Work to complete >>
Continue the online discussion of why Beth March dies, starting right after its final sentence.

Exercise text >>
=-=-=

So Beth March (the next-to-youngest, sweetest, most selfless--which is saying a lot since all the March girls are saints) dies.

She contracts scarlet fever (Drama! Scare! Woe!) and then gets better (Miracle! Beth! Goodness!). And then some YEARS later... she dies.

But she doesn't really die of anything. She's just "weakened" by that scarlet fever forever. And the look in her eyes is sad and lifeless. For years. And then she's all, "Well, I never thought I would live very long anyway...I always knew I would die young." And then she's put in a room to die for MONTHS and months.

But she's not dying of anything. She's just... sad? I mean, they even mistake her dying for being in love with someone she can't have and she's all, "Nope. That's not my secret sorrow. It's that I'm dying..."

What the hell, Beth? She pretty much just wills herself dead.
Am I missing something here?

Date: 2011-04-12 10:29 pm (UTC)
From: [identity profile] luyistew.livejournal.com
Plain and simple! I like your work!

Date: 2011-04-12 10:52 pm (UTC)
From: [identity profile] gwangi.livejournal.com
Severe infections can lead to a surprising amount of lymph node scarring (as can chronic infections like HIV) that can inhibit your ability to fight off later diseases. Or maybe she had leukemia. Or lupus! Do they have a better description of her later symptoms? Does she run a fever or have a headache or whatever before she dies?

Date: 2011-04-13 01:03 am (UTC)
From: [identity profile] pen-grunt.livejournal.com
She doesn't have a fever or headache. She still keeps on working like a champ... she's just a bit more tired than usual and seems uncommonly wistful.

Is there a disease that had uncommon wistfulness as a symptom?

I've read theories (because this is driving me nuts) that she had rheumatic fever and her heart progressively weakened. Of course, this is a fictional character so who knows.

=-=-=

Dataset excerpts >>
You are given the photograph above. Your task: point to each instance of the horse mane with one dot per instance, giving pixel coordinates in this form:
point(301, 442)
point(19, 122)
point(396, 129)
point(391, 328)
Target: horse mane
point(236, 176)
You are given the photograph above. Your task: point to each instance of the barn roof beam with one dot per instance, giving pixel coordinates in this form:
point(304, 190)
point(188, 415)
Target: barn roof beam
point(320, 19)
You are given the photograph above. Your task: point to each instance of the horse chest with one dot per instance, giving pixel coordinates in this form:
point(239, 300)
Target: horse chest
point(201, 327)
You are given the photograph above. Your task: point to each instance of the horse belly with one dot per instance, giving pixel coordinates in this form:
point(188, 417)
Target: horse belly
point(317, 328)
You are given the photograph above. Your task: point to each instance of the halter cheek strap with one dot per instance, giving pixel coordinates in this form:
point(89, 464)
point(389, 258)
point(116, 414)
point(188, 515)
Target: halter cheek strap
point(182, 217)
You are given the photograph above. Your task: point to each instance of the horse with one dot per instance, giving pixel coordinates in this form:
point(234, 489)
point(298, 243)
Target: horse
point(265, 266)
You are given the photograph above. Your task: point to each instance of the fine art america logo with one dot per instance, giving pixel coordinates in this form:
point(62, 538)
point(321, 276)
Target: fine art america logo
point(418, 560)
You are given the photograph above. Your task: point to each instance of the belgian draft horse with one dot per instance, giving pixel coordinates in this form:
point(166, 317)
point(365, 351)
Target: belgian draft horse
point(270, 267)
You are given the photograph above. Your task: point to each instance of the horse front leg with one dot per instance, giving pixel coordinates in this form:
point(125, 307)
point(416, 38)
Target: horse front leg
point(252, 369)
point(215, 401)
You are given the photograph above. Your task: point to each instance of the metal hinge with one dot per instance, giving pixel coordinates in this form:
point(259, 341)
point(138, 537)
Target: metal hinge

=-=-=

Result of this exercise >>
Alcott has her deciding to die for several years after her recovery from scarlet fever.

Date: 2011-04-13 04:27 am (UTC)
From: [identity profile] silverpoet01.livejournal.com
That's an interesting perspective, and honestly, I don't disagree. She's sick, and never fully recovers. I always have given it the benefit of the doubt that she remained feeling unwell or was afflicted with something that they couldn't properly diagnose in that time period. Possibly something immune hindering related, I'd gathered, because most of that time period if they couldn't figure out what was entirely wrong with you, you were just considered fragile.

However, she watches her sisters live these fulfilling, interesting lives, good, bad or other. She's coddled and told she's never well enough to do anything. Maybe she felt physically bad, maybe not. Maybe it was all in her head because people kept reminding her off how fragile she is/was. She feels like a burden. If anything, I think it was somewhat on purpose that this message by Alcott is in there, it's entirely possible that all those factors did end up just sucking out her spirit.

Date: 2011-04-13 04:17 pm (UTC)
From: [identity profile] pen-grunt.livejournal.com
It was definitely a "she's fragile" thing--but she's still working like a champ in the book... she just looks "sad".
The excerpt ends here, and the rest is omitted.